Task details: According to the passage on Bandelier National Monument, which ruin there is the most imposing?

Page text:
Encompassing 33,000 acres on the southern part of the Pajarito Plateau in northern New Mexico, Bandelier National Monument is an important pre-conquest site of Native American structures and villages, but its name commemorates an immigrant to America, Adolph Bandelier, and the contributions he made to modern archaeology in the United States.

The Pajarito Plateau is a thick layer of volcanic tuff several hundred feet deep that was created by the eruption of the Valles Caldera over a million years ago. There is evidence of human habitation at Bandelier as early as 11,500 years ago, although most of the nearly 3,000 archaeological sites that have been surveyed date from the fourteenth through sixteenth centuries. The people who were drawn to this canyon, starting in the late 1100s, possibly came from Chacoan sites in the Colorado Plateau; the canyon with its year-round creek was well-suited to the needs of an agrarian community. In turn, they might be the ancestors of the historic Keresan Pueblos of Cochiti, Santa Domingo, and San Felipe, after the canyon was abandoned for the Rio Grande Valley in the 1500s.

The prehistoric architecture at Bandelier includes freestanding masonry structures, dwellings carved into the soft volcanic tuff of Frijoles Canyon and the surrounding Pajarito Plateau (cavates), and talus structures, which combine masonry structures with cavates. Freestanding buildings constructed from stone masonry can be classified into three categories based on size: 5 communal pueblos (which are masonry structures with 100 or more rooms, usually multistoried); 238 smaller pueblos (masonry structures with between 6 and 99 rooms); and 1151 small structures (masonry structures with less than 5 rooms). The most imposing ruin is Tyuonyi, a roughly oval pueblo with masonry walls and multistory housing blocks around a central plaza that was probably built in stages between circa 1350 and 1550.

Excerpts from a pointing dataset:
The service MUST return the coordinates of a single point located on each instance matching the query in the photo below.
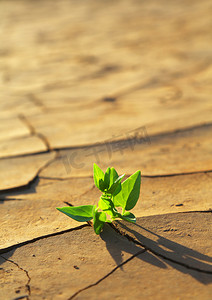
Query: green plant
(114, 194)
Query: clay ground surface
(124, 83)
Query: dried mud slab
(59, 266)
(185, 238)
(149, 277)
(35, 213)
(19, 171)
(185, 151)
(12, 128)
(22, 146)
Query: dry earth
(123, 83)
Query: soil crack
(122, 233)
(110, 273)
(19, 245)
(27, 285)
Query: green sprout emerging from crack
(114, 194)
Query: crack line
(110, 273)
(34, 132)
(27, 285)
(122, 233)
(19, 245)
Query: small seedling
(114, 194)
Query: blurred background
(81, 73)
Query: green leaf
(113, 176)
(98, 176)
(129, 194)
(107, 179)
(81, 213)
(107, 206)
(128, 216)
(116, 186)
(99, 219)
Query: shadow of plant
(163, 252)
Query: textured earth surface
(123, 83)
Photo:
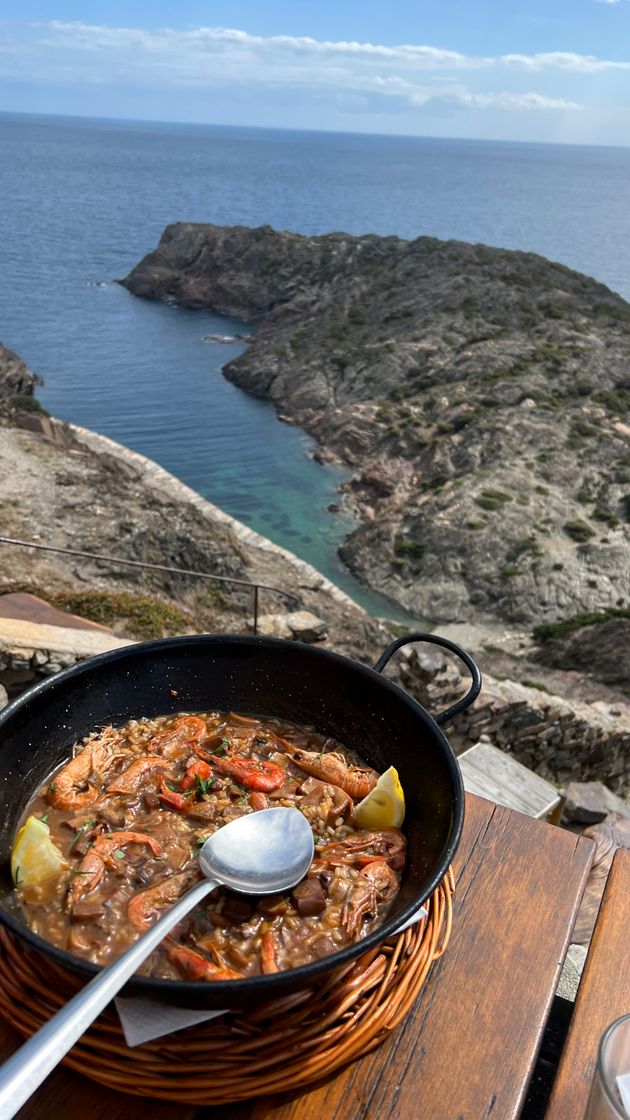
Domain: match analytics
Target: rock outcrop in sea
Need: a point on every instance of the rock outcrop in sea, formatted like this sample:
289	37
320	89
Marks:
481	395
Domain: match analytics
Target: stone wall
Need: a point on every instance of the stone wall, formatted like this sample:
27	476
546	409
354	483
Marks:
19	669
559	739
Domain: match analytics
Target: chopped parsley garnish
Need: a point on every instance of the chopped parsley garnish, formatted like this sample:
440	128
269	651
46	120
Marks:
203	785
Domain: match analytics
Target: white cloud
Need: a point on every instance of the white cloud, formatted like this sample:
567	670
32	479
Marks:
409	76
565	61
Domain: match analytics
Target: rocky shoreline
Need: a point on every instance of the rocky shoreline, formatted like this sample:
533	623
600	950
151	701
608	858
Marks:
481	397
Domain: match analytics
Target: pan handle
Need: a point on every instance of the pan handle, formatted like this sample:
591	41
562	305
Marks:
442	717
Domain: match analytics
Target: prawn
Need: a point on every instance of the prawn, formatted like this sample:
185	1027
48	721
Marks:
250	772
364	847
92	867
131	778
330	766
144	907
195	967
377	885
64	790
185	733
269	952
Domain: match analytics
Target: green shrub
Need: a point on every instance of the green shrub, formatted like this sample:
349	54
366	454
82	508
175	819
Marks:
578	530
22	402
552	632
492	500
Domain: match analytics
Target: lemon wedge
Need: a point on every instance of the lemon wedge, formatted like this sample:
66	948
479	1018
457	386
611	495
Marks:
383	808
34	857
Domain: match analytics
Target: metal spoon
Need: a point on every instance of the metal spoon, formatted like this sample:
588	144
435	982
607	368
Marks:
255	855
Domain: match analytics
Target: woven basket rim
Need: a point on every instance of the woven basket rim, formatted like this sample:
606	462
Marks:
284	1044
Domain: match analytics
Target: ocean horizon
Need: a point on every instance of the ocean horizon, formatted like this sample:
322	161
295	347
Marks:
85	198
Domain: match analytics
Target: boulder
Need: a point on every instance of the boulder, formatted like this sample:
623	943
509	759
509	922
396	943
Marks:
589	802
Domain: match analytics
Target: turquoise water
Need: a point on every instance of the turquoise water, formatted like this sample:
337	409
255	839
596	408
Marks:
83	201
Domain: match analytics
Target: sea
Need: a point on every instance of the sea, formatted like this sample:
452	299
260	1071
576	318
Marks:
82	201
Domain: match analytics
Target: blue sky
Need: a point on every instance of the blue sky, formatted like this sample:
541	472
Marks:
508	70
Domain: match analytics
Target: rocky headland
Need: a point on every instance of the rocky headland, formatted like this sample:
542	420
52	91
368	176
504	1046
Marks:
68	487
481	397
71	488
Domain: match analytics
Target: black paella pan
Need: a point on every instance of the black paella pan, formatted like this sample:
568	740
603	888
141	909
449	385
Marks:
262	677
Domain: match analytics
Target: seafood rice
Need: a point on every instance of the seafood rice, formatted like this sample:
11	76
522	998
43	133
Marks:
130	810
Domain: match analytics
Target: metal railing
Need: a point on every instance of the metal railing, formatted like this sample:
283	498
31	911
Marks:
289	597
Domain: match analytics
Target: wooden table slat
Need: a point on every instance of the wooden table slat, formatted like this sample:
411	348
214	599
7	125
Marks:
603	996
468	1048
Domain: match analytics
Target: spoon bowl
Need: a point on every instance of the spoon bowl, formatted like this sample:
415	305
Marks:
259	854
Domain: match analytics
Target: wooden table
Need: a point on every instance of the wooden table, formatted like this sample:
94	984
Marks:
603	996
468	1048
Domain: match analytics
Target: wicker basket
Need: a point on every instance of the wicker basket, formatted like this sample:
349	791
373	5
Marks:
285	1044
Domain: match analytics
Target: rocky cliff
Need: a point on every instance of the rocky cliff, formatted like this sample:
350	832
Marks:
481	395
16	380
71	488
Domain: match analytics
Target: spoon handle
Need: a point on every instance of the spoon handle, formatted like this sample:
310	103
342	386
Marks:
21	1074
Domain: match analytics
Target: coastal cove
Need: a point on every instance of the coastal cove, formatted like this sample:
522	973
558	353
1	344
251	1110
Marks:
86	199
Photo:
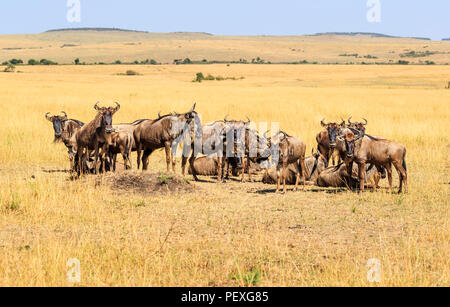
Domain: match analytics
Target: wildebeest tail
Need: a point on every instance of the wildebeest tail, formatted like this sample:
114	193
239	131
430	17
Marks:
404	160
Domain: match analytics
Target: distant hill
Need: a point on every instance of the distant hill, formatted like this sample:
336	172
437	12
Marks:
371	34
95	29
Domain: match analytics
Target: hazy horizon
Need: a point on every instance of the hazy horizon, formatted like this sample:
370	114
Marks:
403	18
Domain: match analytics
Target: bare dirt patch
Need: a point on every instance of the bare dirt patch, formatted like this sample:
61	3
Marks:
143	182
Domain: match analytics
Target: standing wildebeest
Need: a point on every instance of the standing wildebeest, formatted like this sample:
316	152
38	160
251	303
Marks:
210	140
122	142
64	129
314	166
290	150
94	135
326	140
361	149
360	126
161	133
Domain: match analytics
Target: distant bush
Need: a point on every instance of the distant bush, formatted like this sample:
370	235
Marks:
16	61
10	68
47	62
199	77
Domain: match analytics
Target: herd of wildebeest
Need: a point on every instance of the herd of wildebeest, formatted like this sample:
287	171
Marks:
233	146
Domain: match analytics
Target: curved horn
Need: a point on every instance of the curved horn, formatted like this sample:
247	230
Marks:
117	108
96	106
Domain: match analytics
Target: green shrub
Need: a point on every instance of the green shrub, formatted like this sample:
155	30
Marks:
199	77
16	61
47	62
10	68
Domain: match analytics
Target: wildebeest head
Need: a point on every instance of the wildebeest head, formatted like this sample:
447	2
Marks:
360	126
347	141
106	116
333	130
57	122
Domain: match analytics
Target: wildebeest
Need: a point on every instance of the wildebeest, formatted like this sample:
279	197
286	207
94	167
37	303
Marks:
94	135
363	148
360	126
122	142
211	141
326	140
161	133
64	129
290	150
337	177
314	164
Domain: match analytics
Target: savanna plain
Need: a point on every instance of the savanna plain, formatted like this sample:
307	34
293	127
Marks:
228	234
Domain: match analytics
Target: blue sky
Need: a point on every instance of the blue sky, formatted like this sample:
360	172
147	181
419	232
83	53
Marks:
270	17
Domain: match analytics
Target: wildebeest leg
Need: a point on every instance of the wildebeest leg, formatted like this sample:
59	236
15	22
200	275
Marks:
139	150
221	166
303	166
183	165
285	172
80	161
168	152
362	175
174	161
402	176
191	166
145	157
388	168
243	165
278	180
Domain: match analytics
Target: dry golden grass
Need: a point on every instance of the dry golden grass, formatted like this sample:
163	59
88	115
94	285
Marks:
221	233
91	46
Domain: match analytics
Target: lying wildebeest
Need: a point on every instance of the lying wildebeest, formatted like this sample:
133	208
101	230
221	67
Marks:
161	133
209	165
95	135
363	148
290	150
122	142
326	140
314	166
337	177
64	129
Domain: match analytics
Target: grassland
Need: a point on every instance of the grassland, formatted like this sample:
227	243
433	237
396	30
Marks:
224	234
93	46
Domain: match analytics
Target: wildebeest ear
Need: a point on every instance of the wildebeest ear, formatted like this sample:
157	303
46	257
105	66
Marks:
50	119
349	136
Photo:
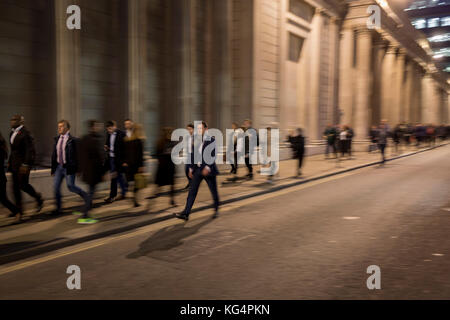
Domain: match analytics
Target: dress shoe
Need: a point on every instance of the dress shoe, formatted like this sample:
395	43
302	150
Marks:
110	200
40	204
182	216
18	218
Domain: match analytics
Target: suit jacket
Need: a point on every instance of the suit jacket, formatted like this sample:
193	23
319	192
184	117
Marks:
22	150
194	166
71	155
133	157
119	149
92	159
297	145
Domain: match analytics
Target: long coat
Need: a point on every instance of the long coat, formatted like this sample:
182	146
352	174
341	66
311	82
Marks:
92	158
118	150
133	157
22	150
71	149
166	168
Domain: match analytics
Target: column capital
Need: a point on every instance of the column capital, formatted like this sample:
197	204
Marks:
363	30
319	10
391	49
402	51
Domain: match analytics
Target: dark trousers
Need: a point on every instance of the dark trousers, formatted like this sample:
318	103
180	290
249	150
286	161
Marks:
3	197
118	179
249	165
331	146
382	147
60	174
21	183
300	161
212	184
89	198
186	171
234	165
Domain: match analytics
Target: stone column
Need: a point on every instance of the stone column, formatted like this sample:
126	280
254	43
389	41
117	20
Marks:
317	23
346	76
399	111
333	71
136	59
427	98
364	83
387	85
408	91
68	87
187	62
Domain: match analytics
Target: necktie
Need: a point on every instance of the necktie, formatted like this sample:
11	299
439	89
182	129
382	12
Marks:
61	160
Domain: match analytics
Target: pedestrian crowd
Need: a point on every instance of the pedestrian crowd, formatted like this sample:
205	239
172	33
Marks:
121	157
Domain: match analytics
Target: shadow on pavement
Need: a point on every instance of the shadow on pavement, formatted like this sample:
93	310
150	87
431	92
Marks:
167	238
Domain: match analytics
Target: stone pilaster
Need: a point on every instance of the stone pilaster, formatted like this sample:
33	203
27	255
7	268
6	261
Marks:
364	82
68	87
387	85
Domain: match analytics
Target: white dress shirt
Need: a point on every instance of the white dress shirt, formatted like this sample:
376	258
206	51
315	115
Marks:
15	132
62	139
112	140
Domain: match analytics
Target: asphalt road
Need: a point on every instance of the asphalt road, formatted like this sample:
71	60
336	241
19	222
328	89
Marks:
314	241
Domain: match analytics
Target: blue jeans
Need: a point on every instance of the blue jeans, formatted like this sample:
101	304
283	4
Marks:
60	174
119	178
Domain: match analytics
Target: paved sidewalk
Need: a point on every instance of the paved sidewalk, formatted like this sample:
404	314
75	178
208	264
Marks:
42	233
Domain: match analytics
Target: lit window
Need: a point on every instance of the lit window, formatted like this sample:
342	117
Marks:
420	23
295	47
440	38
433	22
445	21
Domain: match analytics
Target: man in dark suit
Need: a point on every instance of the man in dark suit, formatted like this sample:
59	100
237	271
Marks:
65	163
21	160
202	166
251	142
15	212
114	146
190	139
92	164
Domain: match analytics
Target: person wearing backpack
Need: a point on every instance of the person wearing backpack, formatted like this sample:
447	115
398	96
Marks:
21	161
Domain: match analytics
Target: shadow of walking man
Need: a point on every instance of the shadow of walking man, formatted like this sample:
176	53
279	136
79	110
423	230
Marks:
167	238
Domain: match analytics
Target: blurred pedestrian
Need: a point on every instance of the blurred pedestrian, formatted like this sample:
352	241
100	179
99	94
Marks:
251	142
21	161
350	135
234	147
373	138
128	124
65	164
297	142
165	175
383	134
190	139
397	136
343	141
134	159
204	169
15	212
114	146
330	135
92	164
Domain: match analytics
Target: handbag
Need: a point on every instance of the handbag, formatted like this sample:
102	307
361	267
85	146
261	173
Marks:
140	181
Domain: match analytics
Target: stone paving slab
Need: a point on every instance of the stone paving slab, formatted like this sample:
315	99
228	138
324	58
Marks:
42	233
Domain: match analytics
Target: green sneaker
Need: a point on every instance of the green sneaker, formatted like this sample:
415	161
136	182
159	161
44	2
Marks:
87	221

Correct output: Tyuonyi